Excerpts from a pointing dataset
==========

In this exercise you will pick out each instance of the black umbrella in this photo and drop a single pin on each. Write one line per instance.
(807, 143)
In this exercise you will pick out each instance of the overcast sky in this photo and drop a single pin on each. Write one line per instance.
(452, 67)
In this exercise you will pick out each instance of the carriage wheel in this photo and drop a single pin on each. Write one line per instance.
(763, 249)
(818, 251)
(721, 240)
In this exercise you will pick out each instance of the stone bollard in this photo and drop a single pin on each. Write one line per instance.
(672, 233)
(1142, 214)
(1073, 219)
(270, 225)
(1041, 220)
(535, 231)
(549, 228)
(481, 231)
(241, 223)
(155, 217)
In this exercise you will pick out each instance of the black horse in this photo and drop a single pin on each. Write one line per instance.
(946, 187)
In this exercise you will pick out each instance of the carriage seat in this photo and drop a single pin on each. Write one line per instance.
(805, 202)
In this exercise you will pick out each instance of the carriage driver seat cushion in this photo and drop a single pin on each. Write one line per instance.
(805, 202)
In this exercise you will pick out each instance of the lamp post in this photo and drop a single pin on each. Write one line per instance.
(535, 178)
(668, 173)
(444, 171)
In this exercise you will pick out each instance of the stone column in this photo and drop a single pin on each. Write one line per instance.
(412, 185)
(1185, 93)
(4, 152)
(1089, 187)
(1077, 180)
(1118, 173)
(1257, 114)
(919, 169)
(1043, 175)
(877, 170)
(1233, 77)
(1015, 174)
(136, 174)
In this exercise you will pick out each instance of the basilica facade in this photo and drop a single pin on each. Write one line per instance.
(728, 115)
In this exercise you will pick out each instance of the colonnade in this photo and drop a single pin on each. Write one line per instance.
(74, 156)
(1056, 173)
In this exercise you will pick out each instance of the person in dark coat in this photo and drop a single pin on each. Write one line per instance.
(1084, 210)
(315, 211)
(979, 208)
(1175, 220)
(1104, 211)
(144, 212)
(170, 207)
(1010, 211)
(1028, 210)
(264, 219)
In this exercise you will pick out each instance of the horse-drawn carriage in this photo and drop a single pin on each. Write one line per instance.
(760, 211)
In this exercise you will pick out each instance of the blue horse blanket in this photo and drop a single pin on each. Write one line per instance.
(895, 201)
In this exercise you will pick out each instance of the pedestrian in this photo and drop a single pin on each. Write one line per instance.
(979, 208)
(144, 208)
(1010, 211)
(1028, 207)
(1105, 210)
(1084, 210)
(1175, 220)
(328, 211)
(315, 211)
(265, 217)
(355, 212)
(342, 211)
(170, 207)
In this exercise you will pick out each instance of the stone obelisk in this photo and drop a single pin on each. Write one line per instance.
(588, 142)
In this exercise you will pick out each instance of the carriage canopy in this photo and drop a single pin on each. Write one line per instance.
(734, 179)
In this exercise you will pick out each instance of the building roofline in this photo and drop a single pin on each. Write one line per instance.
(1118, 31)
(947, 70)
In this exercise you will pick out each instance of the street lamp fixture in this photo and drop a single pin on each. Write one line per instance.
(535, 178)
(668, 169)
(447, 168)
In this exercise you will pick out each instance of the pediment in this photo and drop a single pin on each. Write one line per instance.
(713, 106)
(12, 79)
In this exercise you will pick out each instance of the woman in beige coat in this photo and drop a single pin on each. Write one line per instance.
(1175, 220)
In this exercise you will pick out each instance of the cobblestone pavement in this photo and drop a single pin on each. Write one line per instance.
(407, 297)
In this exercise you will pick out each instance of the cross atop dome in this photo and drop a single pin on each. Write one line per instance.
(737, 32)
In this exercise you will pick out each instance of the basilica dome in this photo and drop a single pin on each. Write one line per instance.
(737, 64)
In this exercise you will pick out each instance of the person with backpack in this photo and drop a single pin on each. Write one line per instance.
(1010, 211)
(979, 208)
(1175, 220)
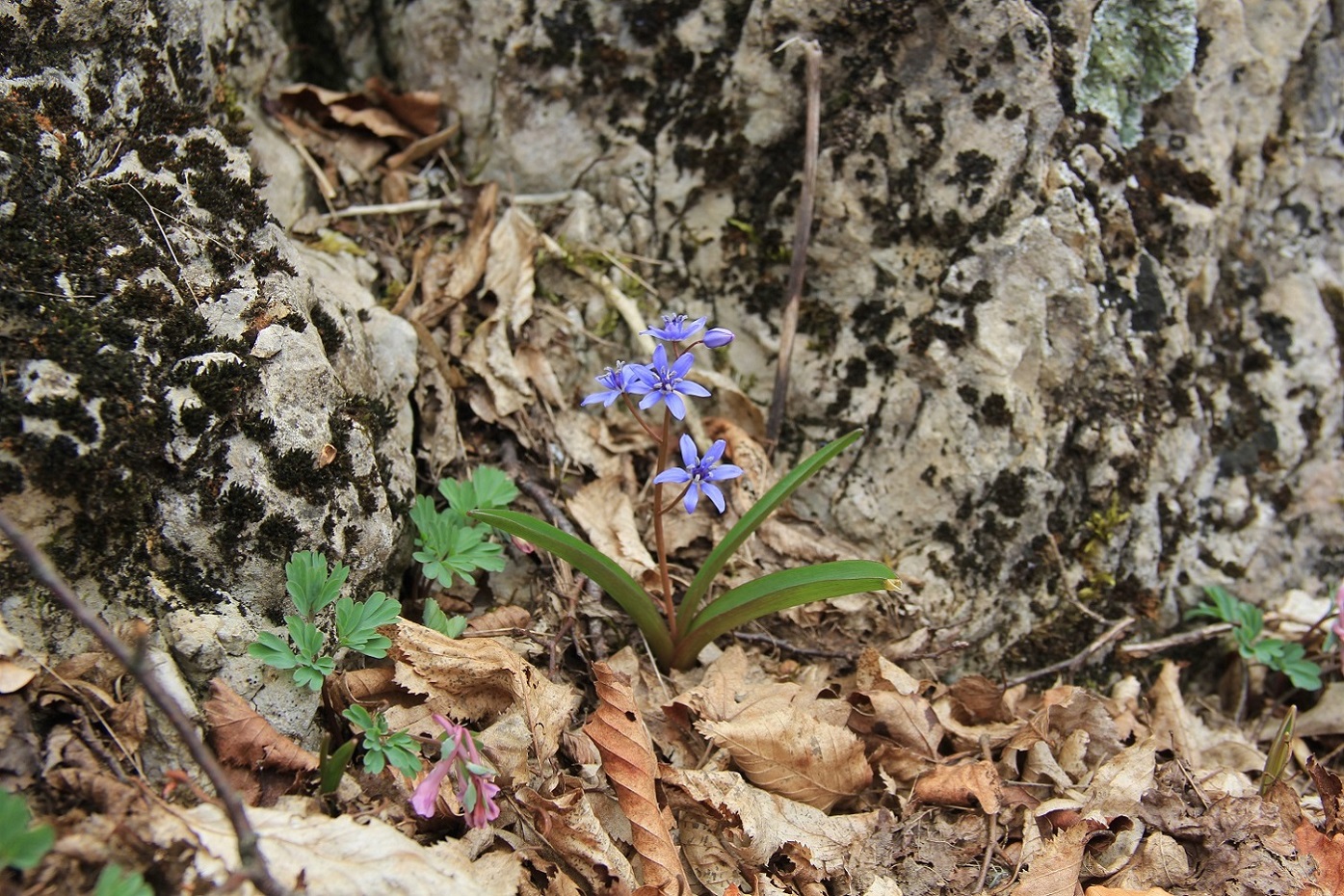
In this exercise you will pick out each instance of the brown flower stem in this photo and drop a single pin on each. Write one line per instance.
(664, 443)
(639, 418)
(802, 235)
(249, 854)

==========

#### [Request]
Could you retype the records word for word, beginning at the line that contains "the basilica dome" and continuing through the last line of the records, without including any pictures?

#### [Solution to the exercise]
In this exercise you will pick out each instance of the basilica dome in this photo and drop a single pin on each. Write one line per instance.
(737, 64)
In this exercise you will pick out each instance of the person with backpack in this photo and drop a single pin on each. Write one line per instance.
(1010, 211)
(979, 208)
(1175, 220)
In this exercise you will pick out each instance of the brown flower stem in this photo and drop a single pin on each. Write one line per instance.
(664, 443)
(639, 418)
(802, 235)
(249, 854)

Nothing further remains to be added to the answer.